• Extrait du document
---*---
Cependant, la candidature de S. Chisholm et les politiques qu’elle défendait ont préparé le terrain pour l’arrivée des libéraux.ales et des mouvements de gauche dans le Parti démocrate. Seize ans après la naissance de la Campagne des pauvres, organisée par M. L. King Jr., Jesse Jackson a cherché à revigorer la tradition progressiste multiraciale dans cette nouvelle ère, avec sa candidature (à la nomination démocrate) des campagnes présidentielles de 1984 et 1988. C’était « l’âge Reagan » et, avec les Démocrates, il a insisté pour que sa coalition électorale ne soit pas ignorée. Dans son discours à la convention du Parti en 1984, il déclarait : «  Ma coalition est composée des désespérés.es, des damnés.es, des déshérités.es, de ceux et celles à qui on manque de respect et que l’on méprise. Ces gens sont épuisés et cherchent un soulagement. Le Parti démocrate doit leur envoyer un signal qui leur fera comprendre que nous nous soucions d’eux tous et toutes ».

Cette histoire a modelé l’état actuel des choses pour ceux et celles qui, des libéraux.ales jusqu’aux militants.es de gauche, ont su transférer l’énergie de leur terrain dans le Parti démocrate. Un an avant l’étonnante victoire d’A. Ocasio-Cortez aux dépens de Joe Crowley, (réélu sans questionnement pendant 10 ans), une ancienne assistante de Ted Kennedy expliquait que son dégoût de l’influence de l’argent en politique et sa propre situation économique difficile, l’avaient décidée à se concentrer sur le militantisme à gauche. Dans une entrevue au National Hispanic Institute Magazine, elle relatait, « qu’après avoir travaillé à l’organisation dans la campagne électorale de B. Sanders dans le Bronx en 2016, elle avait sillonné en voiture une partie du pays en s’arrêtant et s’assoyant avec n’importe qui pour connaitre les enjeux les plus pressants auxquels faisaient face ces communautés. « Nous sommes allés à Flint au Michigan, à Standing Rock au Dakota du sud, et à Porto Rico  ». A. Ocasio-Cortez n’est donc pas seule, son expérience reflète la montée des politiques progressistes depuis 2008.

Le Parti

Au même moment, les organisations de gauche, comme Democratic Socialists of America (DSA), offraient un espace d’implication pour les libéraux.ales et les militants.es de gauche. DSA comptait un peu plus de 85,000 membres et elle a encouragé les jeunes de gauche à se concentrer sur les politiques locales et à galvaniser la base du Parti démocrate. Cette année, les adhésions ont encore augmenté, la COVID-19 ayant remis en question l’approche de la maladie par les marchés. Un de ses co-président à Détroit se posait la question : « Si les marchés ne peuvent fournir les gels hydro-alcooliques, le papier de toilette ou les masques durant une épidémie, qu’est-ce qu’il y a de bon dans ce système ?  »
---*---
• Données fournies
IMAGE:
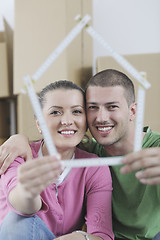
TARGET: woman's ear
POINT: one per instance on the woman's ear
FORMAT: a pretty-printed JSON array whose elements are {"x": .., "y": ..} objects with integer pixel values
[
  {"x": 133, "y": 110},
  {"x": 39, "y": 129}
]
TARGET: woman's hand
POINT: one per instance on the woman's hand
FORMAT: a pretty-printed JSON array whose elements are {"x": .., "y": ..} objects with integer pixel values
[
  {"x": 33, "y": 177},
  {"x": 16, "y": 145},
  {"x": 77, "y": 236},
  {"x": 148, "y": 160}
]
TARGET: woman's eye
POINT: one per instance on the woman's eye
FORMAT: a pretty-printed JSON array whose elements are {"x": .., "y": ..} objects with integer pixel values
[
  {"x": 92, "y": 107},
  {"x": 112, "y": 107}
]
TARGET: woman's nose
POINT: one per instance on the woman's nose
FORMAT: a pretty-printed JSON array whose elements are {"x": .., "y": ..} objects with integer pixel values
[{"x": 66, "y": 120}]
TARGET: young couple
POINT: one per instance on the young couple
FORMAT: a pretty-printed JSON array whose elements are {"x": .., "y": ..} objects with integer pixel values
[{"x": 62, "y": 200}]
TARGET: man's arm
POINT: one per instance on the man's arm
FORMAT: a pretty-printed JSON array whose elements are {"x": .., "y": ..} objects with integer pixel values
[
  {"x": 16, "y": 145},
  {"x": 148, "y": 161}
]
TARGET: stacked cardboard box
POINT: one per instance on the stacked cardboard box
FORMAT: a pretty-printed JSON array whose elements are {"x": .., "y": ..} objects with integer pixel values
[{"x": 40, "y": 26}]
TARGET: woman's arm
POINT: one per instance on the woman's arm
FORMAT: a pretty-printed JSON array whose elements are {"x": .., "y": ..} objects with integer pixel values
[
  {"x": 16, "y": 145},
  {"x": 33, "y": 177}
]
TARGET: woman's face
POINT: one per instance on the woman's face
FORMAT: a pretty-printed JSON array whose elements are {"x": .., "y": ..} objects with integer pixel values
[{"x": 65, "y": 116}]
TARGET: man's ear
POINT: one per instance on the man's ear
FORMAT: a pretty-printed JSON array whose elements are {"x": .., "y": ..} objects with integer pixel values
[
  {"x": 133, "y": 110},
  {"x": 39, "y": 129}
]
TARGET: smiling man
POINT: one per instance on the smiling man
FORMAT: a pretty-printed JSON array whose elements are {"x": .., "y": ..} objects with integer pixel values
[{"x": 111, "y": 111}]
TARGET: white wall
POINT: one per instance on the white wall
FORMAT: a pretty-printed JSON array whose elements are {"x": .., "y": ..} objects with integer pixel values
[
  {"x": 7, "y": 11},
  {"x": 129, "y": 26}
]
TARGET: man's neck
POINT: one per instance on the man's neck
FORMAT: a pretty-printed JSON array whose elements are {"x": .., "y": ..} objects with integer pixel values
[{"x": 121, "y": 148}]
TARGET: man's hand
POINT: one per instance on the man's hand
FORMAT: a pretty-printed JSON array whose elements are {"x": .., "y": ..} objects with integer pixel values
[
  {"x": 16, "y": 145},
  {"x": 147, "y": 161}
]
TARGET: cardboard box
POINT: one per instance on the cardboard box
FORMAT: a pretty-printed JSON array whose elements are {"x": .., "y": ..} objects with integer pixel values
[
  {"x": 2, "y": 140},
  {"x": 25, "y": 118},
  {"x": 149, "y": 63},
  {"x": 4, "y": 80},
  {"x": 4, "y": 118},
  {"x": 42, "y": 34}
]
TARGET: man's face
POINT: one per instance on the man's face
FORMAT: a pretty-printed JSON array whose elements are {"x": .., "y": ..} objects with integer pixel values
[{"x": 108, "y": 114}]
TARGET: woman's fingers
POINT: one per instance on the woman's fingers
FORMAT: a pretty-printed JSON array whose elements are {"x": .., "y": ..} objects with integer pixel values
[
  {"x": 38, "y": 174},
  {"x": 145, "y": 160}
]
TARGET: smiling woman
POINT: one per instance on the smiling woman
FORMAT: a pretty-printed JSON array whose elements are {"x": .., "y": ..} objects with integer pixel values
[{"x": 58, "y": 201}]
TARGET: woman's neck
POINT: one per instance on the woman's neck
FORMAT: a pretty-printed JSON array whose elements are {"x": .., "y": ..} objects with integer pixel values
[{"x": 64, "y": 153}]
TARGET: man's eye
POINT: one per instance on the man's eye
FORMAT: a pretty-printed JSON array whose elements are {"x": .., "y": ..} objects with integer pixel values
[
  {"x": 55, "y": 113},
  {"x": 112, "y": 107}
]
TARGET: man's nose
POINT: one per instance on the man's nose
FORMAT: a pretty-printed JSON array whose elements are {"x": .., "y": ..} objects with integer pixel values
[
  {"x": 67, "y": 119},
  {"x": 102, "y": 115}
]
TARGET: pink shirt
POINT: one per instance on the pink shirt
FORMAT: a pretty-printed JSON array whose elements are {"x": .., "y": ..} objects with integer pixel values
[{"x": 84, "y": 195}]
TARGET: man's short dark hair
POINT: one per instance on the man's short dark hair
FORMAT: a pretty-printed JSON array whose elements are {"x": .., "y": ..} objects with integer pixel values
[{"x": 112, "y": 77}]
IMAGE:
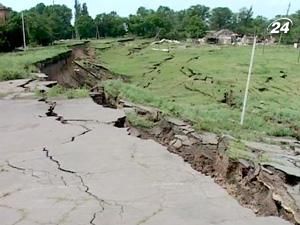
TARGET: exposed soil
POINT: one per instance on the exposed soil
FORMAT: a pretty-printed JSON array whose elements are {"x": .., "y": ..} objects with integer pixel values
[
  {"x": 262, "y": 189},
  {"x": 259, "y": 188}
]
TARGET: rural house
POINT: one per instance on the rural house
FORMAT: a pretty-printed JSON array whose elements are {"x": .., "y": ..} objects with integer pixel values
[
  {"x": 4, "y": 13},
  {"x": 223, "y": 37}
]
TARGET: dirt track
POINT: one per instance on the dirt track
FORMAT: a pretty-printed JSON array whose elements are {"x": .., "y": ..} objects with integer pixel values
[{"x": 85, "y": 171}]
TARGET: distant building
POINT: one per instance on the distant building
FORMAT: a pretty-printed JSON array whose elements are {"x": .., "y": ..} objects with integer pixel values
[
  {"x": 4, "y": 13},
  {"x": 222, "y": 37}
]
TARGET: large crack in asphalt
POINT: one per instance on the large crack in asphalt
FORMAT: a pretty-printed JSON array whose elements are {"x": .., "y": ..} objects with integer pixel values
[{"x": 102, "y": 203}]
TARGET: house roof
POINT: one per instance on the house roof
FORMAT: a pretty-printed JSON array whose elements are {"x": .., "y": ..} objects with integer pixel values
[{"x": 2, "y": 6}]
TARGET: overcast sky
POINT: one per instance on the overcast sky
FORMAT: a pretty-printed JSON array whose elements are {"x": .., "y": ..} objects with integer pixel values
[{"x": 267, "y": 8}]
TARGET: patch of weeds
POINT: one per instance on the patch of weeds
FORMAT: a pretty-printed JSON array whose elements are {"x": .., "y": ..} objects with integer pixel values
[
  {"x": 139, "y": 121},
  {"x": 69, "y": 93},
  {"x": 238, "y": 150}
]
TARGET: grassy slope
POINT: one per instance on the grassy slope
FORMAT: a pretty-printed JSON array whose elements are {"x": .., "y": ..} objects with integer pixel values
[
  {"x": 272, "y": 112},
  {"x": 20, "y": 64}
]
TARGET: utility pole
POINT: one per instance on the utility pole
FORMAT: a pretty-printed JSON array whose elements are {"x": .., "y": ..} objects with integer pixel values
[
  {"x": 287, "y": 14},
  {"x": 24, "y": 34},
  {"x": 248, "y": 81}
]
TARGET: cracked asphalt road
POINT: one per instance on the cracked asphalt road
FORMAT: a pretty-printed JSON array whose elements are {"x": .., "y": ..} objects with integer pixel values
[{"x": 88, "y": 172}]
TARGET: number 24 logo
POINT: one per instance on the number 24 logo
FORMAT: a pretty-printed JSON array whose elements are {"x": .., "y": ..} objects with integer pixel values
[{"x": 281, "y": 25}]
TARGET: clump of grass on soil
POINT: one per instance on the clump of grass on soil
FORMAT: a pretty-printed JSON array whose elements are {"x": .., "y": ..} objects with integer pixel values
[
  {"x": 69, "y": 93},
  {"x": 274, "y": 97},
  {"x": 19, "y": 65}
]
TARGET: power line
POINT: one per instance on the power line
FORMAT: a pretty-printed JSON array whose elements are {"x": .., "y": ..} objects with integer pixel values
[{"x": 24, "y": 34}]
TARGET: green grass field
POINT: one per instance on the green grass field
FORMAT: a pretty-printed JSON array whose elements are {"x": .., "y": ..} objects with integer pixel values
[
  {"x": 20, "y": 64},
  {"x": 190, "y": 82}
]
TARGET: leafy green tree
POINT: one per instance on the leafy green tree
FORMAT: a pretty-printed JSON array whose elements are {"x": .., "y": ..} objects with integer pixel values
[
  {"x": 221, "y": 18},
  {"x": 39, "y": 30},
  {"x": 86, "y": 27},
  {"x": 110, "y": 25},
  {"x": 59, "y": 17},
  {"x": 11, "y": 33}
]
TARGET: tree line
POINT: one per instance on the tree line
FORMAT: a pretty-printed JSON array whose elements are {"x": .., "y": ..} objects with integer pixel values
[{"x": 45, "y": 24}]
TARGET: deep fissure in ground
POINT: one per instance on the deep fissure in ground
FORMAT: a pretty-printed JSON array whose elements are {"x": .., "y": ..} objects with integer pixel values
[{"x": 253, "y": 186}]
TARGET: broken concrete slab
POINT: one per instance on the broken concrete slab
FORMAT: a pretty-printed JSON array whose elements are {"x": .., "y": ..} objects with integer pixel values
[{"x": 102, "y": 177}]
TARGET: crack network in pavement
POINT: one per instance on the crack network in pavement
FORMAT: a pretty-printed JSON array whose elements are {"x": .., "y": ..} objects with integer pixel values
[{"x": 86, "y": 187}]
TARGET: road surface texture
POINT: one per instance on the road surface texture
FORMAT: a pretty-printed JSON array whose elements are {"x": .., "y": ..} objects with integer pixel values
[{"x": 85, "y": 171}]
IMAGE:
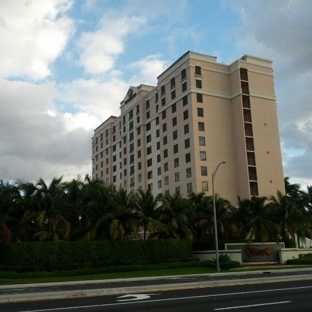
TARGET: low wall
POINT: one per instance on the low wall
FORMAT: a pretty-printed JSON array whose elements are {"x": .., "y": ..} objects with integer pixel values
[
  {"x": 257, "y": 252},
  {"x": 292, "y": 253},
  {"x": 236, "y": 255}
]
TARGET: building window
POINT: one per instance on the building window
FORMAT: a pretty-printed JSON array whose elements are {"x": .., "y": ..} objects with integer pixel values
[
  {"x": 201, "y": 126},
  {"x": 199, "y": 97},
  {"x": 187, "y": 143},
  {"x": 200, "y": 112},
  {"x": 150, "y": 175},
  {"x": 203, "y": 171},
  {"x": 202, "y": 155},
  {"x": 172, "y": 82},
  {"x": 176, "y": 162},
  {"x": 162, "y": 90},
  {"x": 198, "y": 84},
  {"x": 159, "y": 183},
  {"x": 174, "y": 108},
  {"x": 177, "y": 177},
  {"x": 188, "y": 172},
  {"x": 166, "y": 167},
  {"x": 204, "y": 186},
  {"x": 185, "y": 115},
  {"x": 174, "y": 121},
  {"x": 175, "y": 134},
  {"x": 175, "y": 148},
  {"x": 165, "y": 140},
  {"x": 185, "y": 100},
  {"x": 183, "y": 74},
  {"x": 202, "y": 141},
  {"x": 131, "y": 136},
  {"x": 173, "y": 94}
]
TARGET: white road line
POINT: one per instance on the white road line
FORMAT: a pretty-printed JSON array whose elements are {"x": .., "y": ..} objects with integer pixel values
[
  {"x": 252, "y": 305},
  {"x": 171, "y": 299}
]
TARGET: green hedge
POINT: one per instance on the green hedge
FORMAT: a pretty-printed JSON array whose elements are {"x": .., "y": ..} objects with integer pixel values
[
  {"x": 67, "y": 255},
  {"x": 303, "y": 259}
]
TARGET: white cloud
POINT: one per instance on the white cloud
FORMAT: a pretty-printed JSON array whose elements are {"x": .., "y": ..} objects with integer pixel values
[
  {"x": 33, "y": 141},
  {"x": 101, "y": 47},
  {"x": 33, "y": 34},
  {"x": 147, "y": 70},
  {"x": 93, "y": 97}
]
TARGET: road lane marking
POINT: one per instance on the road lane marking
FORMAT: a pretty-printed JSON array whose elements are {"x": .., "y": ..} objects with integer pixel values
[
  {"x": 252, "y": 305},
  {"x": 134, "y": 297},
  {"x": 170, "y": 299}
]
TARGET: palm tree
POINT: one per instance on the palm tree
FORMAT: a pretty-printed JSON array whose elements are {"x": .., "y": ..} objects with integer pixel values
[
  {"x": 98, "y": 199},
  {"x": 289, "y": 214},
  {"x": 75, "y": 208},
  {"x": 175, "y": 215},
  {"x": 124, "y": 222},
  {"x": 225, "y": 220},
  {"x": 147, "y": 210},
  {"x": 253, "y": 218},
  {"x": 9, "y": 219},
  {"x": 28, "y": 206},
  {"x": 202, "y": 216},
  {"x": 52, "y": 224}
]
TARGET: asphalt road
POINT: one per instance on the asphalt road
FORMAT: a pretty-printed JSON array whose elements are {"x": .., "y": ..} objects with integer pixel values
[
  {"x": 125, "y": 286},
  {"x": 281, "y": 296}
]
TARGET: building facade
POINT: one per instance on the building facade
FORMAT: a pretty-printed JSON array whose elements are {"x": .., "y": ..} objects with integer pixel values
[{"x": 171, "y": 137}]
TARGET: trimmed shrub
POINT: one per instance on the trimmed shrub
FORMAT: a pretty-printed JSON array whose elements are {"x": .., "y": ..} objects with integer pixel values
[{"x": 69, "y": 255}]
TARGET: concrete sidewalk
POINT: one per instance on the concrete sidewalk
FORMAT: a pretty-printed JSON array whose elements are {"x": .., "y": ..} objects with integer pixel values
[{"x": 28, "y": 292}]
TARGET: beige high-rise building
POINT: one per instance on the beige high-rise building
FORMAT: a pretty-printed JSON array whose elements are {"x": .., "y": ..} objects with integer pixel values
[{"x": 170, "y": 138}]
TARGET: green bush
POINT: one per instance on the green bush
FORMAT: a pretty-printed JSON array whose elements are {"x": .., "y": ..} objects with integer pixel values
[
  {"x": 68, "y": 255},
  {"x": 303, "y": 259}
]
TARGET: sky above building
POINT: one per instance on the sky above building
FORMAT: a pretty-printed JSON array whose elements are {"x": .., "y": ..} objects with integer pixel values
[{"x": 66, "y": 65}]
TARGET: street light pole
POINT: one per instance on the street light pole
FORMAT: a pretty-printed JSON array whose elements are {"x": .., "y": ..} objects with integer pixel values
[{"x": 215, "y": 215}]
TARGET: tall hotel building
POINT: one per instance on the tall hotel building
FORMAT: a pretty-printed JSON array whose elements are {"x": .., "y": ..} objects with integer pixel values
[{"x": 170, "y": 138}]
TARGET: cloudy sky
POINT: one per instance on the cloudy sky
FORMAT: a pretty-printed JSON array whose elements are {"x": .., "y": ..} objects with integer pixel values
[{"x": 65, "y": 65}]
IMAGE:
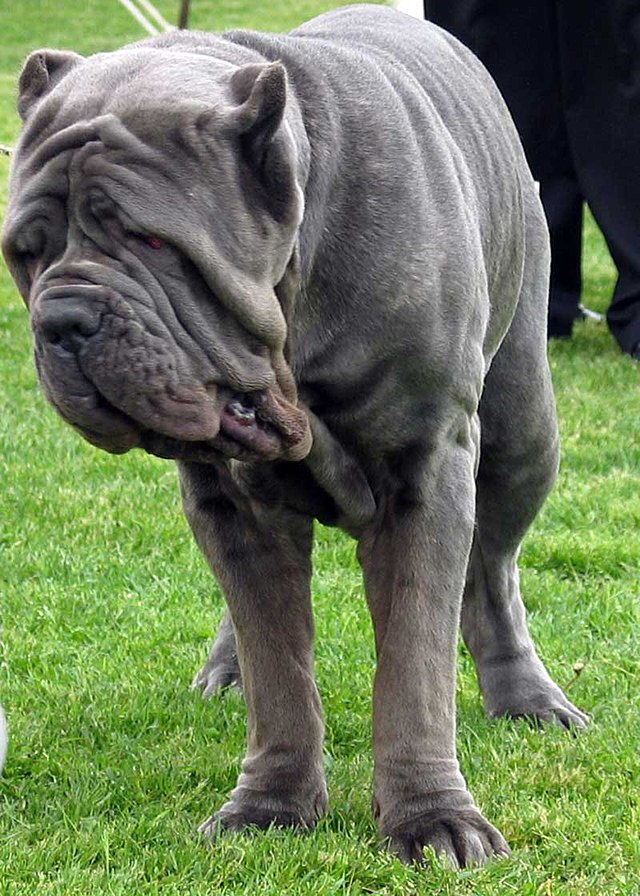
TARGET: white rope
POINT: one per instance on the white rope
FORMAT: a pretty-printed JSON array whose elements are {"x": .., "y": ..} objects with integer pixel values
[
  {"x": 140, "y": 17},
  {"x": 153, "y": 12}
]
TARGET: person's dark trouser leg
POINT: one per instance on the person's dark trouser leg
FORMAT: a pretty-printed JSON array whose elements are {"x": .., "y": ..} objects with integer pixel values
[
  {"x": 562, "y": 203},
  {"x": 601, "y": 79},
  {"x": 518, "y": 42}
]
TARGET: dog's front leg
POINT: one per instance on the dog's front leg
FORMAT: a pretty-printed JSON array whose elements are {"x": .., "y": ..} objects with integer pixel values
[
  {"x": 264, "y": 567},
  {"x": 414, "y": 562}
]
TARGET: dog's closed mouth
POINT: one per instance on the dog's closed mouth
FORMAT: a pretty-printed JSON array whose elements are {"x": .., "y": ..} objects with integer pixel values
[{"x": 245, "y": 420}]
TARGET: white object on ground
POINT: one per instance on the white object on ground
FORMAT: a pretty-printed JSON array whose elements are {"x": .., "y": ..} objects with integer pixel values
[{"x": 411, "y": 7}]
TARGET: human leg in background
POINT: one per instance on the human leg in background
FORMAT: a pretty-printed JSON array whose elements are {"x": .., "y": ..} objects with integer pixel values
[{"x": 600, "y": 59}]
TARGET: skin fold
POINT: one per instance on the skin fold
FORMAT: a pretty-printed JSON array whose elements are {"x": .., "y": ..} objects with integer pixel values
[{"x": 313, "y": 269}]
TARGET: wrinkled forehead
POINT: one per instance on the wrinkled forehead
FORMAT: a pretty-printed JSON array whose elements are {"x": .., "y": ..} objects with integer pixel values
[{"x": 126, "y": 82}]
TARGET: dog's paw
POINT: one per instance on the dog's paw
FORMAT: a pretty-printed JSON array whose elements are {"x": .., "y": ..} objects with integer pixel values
---*---
• Consigne 1
Indiquez si chacune des affirmations suivantes concorde avec l'extrait sur la gauche dans le Parti démocrate, en répondant par oui ou par non et en citant textuellement les mots qui tranchent : (a) Jesse Jackson a brigué la nomination démocrate en 1984 et en 1988 ; (b) Joe Crowley avait été réélu sans questionnement pendant 20 ans ; (c) DSA a encouragé les jeunes de gauche à se concentrer sur la politique nationale.
• Consigne 2
Prolongez l'extrait sur la gauche dans le Parti démocrate à partir de sa dernière phrase.
Les entrées n'ont aucun lien avec l'extrait sur la gauche dans le Parti démocrate.

• Réponse 1
(a) Oui : « avec sa candidature (à la nomination démocrate) des campagnes présidentielles de 1984 et 1988 ».
(b) Non : « (réélu sans questionnement pendant 10 ans) ».
(c) Non : « elle a encouragé les jeunes de gauche à se concentrer sur les politiques locales ».

• Réponse 2
Même si les inégalités ne sont pas près de s’éteindre aux États-Unis, elles ont généralement poussé les libéraux.ales vers la gauche, contribuant ainsi à la croissance de l’aile libérale et de gauche du Parti démocrate. Il faut encore le forcer à élaborer un programme législatif qui visera la justice raciale et économique pour la majorité de la population. Au Congrès, il y a maintenant un bloc libéral et de gauche composé de beaucoup de femmes de couleur, comme Mmes Ilhan Omar, Rashida Tlaïb, et maintenant Cori Bush. Elles ont donné une nouvelle allure aux mouvements sociaux souvent à partir de leur propre militantisme à la base. Elles ont plus souvent qu’autrement fait face à l’intransigeance des libéraux.ales modérés.es qui leur font porter l’impuissance du Parti qui lui sert de stratégie électorale.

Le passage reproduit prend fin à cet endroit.